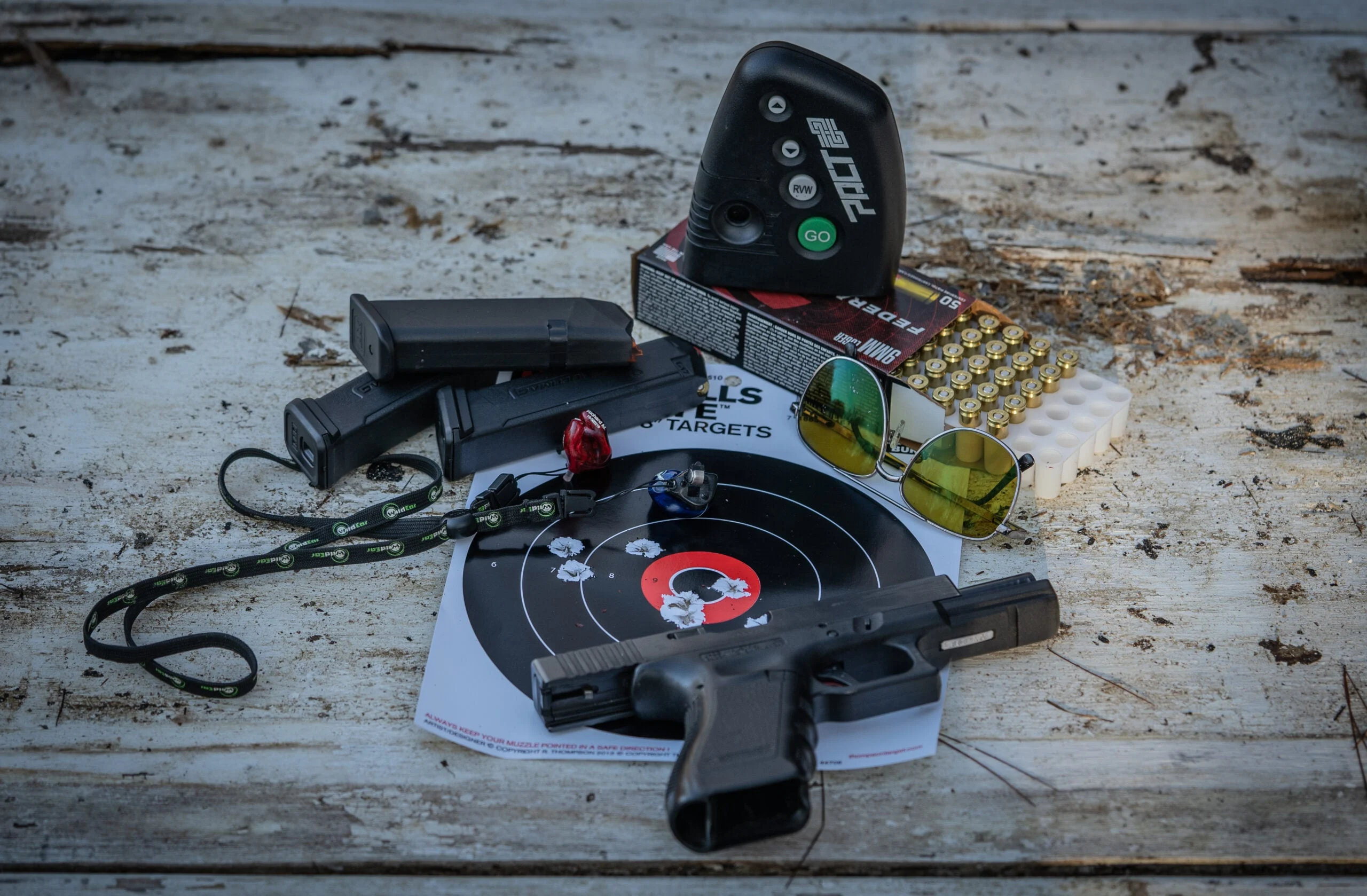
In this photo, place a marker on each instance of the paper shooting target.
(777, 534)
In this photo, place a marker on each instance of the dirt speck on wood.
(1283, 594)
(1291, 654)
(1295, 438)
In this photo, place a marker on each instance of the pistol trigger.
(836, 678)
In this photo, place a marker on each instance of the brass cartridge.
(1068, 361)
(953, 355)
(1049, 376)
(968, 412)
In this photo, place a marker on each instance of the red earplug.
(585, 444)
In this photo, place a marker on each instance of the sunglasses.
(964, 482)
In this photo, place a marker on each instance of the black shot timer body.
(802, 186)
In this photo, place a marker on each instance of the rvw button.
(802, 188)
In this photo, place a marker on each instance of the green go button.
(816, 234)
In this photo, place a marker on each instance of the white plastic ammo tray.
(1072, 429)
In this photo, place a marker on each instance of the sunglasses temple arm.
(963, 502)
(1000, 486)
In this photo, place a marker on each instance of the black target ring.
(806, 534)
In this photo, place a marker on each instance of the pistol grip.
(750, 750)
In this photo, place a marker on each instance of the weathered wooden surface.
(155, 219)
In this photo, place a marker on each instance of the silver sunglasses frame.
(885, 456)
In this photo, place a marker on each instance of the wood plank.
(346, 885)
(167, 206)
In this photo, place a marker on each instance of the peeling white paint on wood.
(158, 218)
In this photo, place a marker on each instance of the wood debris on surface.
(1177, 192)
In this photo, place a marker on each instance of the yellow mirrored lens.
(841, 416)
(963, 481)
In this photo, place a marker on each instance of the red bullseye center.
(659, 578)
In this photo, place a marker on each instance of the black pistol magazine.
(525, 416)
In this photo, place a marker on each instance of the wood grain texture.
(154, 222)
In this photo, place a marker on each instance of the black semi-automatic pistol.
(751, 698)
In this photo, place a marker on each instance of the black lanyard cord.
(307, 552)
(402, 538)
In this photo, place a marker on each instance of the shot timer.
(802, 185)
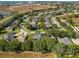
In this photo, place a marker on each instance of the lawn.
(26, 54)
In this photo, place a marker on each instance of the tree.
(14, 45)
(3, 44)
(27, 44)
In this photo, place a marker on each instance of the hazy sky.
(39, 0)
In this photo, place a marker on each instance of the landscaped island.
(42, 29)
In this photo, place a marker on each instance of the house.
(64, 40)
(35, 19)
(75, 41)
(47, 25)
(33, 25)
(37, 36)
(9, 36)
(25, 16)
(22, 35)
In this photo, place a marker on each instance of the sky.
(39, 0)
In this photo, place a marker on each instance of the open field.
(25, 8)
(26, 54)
==
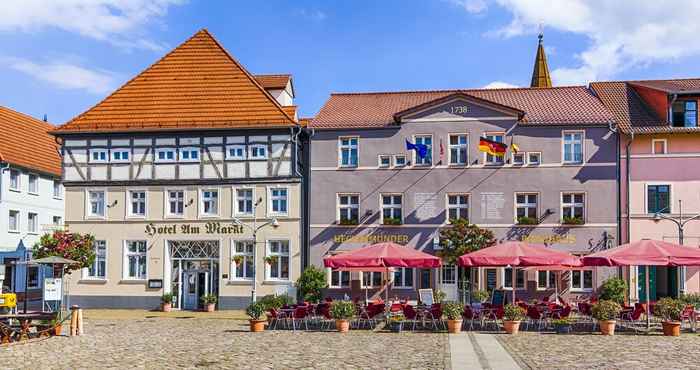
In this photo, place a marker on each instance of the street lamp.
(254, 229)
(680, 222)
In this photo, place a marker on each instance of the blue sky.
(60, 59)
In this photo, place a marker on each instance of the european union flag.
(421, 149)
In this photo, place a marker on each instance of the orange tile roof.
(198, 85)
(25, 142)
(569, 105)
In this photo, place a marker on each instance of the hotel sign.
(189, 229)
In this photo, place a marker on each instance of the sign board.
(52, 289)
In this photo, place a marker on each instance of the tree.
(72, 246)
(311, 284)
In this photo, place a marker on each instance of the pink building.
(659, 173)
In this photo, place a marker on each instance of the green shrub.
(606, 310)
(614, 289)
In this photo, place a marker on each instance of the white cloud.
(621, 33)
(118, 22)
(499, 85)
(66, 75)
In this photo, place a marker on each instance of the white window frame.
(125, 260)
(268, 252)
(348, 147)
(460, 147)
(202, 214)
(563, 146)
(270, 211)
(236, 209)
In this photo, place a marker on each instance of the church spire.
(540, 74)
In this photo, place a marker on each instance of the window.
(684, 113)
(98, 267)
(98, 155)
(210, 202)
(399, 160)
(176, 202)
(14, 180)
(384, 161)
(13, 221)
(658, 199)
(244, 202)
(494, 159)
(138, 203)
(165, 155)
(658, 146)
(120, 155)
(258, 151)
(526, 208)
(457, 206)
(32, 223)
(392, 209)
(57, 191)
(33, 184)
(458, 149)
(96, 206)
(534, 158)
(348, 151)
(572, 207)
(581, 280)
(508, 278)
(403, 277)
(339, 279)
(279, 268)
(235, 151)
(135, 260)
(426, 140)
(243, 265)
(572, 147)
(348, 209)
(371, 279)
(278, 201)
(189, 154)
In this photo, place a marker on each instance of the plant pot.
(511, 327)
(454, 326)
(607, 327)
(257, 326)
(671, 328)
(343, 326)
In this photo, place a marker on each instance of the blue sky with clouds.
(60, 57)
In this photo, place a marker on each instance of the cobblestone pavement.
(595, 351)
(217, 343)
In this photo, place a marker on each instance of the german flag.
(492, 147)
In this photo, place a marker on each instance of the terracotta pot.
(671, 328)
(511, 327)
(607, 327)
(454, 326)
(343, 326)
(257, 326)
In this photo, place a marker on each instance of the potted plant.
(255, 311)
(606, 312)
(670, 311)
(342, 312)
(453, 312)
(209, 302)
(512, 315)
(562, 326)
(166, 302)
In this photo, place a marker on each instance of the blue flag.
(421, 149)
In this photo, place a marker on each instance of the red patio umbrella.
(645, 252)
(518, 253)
==
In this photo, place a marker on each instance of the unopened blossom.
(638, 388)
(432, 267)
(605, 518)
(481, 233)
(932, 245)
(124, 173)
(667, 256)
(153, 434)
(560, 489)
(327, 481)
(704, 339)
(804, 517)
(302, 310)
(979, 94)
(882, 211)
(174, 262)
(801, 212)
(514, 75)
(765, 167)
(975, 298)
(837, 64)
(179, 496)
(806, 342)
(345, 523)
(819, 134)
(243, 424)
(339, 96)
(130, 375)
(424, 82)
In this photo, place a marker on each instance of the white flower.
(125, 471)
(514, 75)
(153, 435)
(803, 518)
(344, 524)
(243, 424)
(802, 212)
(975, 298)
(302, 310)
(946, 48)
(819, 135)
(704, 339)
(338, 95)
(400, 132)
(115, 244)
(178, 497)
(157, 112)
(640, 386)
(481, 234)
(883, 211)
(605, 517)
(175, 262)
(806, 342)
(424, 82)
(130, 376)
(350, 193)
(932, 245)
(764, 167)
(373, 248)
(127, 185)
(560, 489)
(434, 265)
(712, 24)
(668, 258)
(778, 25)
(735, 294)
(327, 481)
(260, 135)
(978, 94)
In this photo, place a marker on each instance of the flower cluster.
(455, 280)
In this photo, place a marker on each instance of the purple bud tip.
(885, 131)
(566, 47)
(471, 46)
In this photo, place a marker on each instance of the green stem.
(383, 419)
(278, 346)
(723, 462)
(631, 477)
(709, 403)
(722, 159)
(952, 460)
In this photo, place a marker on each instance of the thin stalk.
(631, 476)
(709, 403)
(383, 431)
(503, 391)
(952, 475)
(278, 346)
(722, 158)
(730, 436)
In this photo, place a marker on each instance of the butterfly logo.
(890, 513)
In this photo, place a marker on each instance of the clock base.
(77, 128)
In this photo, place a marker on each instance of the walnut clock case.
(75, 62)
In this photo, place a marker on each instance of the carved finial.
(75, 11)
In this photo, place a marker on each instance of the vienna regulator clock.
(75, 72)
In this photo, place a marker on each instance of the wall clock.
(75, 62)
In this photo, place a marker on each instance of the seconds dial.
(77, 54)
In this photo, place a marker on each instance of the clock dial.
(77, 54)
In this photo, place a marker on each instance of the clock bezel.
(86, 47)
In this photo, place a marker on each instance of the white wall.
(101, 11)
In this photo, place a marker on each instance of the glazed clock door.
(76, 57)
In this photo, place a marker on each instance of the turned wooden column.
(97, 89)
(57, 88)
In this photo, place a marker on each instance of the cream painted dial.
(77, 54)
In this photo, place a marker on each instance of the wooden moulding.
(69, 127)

* **Stated task**
Pull out every line of the records that contains the word "wooden", matching case exactly.

* **Answer to the exercise**
In this photo, place a marker on each instance of the weathered wooden surface.
In this photo, place a marker on each instance of the turned wooden column.
In this photo, place a marker on each instance of the wooden moulding.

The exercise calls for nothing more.